WORKING DATA section start

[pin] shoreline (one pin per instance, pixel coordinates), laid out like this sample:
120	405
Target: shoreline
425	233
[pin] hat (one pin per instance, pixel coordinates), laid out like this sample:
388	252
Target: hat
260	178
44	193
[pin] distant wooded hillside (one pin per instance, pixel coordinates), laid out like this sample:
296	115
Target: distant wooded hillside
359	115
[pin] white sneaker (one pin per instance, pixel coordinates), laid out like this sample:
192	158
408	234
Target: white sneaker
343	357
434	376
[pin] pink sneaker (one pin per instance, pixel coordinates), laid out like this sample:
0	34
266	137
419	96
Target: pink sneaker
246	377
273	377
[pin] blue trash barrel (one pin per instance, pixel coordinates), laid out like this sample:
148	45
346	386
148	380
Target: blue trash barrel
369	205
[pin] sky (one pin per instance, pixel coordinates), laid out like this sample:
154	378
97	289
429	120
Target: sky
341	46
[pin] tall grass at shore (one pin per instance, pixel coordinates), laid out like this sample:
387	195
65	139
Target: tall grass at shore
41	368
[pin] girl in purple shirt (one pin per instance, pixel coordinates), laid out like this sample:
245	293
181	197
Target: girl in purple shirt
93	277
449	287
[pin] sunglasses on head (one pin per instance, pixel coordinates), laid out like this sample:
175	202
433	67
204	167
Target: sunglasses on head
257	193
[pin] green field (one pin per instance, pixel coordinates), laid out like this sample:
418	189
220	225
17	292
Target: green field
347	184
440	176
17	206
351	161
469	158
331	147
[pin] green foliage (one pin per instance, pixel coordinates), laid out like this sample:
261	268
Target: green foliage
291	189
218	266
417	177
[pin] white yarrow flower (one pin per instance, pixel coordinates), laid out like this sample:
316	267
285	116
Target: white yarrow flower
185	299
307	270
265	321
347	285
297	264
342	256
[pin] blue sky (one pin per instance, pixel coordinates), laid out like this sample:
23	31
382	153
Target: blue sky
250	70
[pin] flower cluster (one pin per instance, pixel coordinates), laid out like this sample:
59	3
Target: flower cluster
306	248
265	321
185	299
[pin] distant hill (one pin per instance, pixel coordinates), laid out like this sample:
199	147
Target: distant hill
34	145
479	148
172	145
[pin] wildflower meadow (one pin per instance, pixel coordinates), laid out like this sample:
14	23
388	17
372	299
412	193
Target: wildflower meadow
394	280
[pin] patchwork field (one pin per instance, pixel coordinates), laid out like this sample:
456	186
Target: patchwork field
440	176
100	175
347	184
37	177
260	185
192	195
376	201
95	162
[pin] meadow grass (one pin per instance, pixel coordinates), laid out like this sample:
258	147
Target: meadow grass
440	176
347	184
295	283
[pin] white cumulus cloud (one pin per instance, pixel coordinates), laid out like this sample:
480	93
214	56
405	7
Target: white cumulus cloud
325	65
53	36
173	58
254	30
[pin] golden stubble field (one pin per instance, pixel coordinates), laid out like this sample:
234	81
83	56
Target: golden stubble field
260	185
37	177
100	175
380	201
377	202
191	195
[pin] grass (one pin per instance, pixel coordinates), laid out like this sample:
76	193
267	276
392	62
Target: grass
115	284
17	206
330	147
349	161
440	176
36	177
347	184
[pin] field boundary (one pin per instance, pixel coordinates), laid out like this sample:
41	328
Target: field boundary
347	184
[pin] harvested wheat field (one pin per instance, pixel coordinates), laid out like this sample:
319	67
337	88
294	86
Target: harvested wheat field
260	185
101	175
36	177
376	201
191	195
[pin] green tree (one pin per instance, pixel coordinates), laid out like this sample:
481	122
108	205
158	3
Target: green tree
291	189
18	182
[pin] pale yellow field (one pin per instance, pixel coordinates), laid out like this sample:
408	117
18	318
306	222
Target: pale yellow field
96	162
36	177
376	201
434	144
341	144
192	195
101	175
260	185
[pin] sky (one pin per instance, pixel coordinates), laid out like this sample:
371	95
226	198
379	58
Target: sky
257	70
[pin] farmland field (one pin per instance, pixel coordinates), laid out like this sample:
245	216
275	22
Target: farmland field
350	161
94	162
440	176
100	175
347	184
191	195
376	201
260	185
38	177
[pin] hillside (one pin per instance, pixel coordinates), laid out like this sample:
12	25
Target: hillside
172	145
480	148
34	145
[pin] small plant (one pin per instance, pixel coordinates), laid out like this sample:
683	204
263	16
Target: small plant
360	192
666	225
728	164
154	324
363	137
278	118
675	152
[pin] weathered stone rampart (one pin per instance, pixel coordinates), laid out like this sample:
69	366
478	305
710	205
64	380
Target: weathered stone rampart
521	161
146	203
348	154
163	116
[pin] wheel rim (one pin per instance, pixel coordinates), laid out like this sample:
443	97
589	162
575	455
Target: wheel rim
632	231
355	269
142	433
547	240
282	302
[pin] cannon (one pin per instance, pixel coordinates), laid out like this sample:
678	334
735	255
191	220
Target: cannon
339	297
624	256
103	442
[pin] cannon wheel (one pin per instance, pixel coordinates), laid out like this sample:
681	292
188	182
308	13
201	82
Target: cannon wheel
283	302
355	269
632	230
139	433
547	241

WORKING DATA section end

EXERCISE DETAILS
The answer is every entry, copied word for word.

YOUR RESPONSE
[pin] shoreline (one pin per instance, pixel coordinates), laid out like this sample:
120	405
Target: shoreline
425	233
[pin] hat (one pin per instance, pixel coordinates), laid out like this sample:
388	252
Target: hat
260	178
44	193
[pin] distant wooded hillside (one pin per instance, pixel coordinates), laid out like this sample:
296	115
Target: distant wooded hillside
359	115
[pin] white sneaker (one pin per instance, pixel coordinates), laid out like this sample:
192	158
408	234
Target: white sneaker
343	357
434	376
[pin] pink sneaker (one pin per instance, pixel coordinates), laid out like this sample:
0	34
266	137
419	96
Target: pink sneaker
246	377
273	377
[pin] blue trash barrel (one pin per instance, pixel coordinates), laid out like this sample:
148	45
346	386
148	380
Target: blue trash barrel
369	205
[pin] sky (one pin per instance, pixel coordinates), laid out like this sample:
154	378
97	289
429	120
Target: sky
341	46
[pin] tall grass at shore (one pin per instance, pixel coordinates), laid out like this sample:
387	195
65	139
Target: tall grass at shore
41	368
[pin] girl in purple shirt (one pin per instance, pixel coordinates), laid out like this sample:
245	293
181	197
Target: girl in purple shirt
93	277
449	287
[pin] sunglasses on head (one pin per instance, pixel coordinates), laid out like this sample:
175	202
433	67
204	167
Target: sunglasses on head
257	193
[pin] green field (one pin per instance, pixel coordinates), laid out like this sample:
418	189
220	225
17	292
Target: green field
347	184
440	176
17	206
351	161
469	158
331	147
[pin] green foliage (one pin per instance, pixel coordinates), laid out like this sample:
261	268
Target: green foliage
291	189
218	266
417	177
[pin] white yarrow flower (one pin per instance, pixel coordinates), laid out like this sample:
316	267
285	116
Target: white yarrow flower
185	299
307	270
265	321
347	285
297	264
342	256
[pin] blue sky (one pin per instance, pixel coordinates), laid out like this sample:
23	31
382	153
Target: blue sky
250	70
[pin] flower cluster (one pin per instance, pixel coordinates), laid out like this sample:
59	3
Target: flower cluster
306	248
265	321
185	299
[pin] distant hill (one pin per instance, pixel coordinates), laid out like this sample:
199	147
Target: distant hill
34	145
479	148
172	145
[pin] wildflower meadow (one pin per instance, pixel coordinates), laid out like this sample:
14	23
388	17
372	299
412	193
Target: wildflower meadow
394	280
[pin] patchwork field (one pin per instance, pixel coordinates), laid out like this sample:
456	186
Target: patchwork field
440	176
100	175
347	184
37	177
260	185
192	195
376	201
95	162
[pin] meadow grass (one pin per instance, pixel coordinates), laid out like this sample:
258	147
Target: meadow grass
440	176
347	184
295	283
[pin] white cumulus cloud (one pin per instance, pixel coordinates), laid out like this sample:
480	93
214	56
405	7
Target: white cumulus cloud
325	65
53	36
173	58
254	30
[pin] golden stubble field (one pin per instance, pixel coordinates), laid out like this sample:
234	81
83	56
Target: golden stubble field
260	185
37	177
100	175
380	201
377	202
191	195
[pin] grass (one pin per instance, pixel coordinates), laid out like this sample:
76	193
267	276
392	62
Target: grass
115	284
17	206
330	147
349	161
440	176
36	177
347	184
[pin] field boundary (one pin per instance, pixel coordinates), laid out like this sample:
41	328
Target: field boundary
347	184
[pin] harvested wheat field (one pin per instance, pixel coordinates), laid out like this sample:
319	67
337	88
294	86
Target: harvested wheat field
260	185
101	175
36	177
376	201
191	195
[pin] green tree (one pin per instance, pixel coordinates), laid out like this sample:
481	122
108	205
158	3
Target: green tree
291	189
18	182
[pin] pale yellow field (one pin per instance, pixel coordinates), laid out like this sample:
408	117
18	318
306	222
Target: pale yellow field
96	162
36	177
376	201
434	144
341	144
192	195
101	175
260	185
[pin] sky (one pin per instance, pixel coordinates), laid out like this sample:
371	95
226	198
379	58
Target: sky
257	70
[pin] farmland field (one pin per instance, pixel coordinates), laid out like this sample:
245	216
275	22
Target: farmland field
350	161
94	162
440	176
100	175
347	184
191	195
376	201
260	185
38	177
[pin] hillside (one pin per instance, pixel coordinates), laid out like this sample:
12	25
Target: hillside
172	145
480	148
34	145
[pin] small plant (one pin per instance, pixel coordinates), laid out like this sample:
683	204
263	16
Target: small plant
360	192
666	225
728	164
154	324
363	137
278	118
675	152
[pin] weathered stone rampart (one pin per instance, pixel coordinates), laid out like this sample:
69	366
478	305
710	205
64	380
Target: weathered stone rampart
521	161
146	203
348	154
163	116
[pin] wheel rim (one pin per instance, pixel coordinates), laid out like this sample:
443	97
589	162
575	455
Target: wheel rim
632	231
355	269
142	433
547	240
282	302
[pin] cannon (one pin per instance, pixel coordinates), laid out like this sample:
678	334
735	255
191	220
Target: cannon
339	297
624	256
103	442
[pin] cannon wheel (one pin per instance, pixel coordinates), laid out like this sample:
681	292
188	182
308	13
201	82
Target: cannon wheel
283	302
355	269
632	230
139	433
547	241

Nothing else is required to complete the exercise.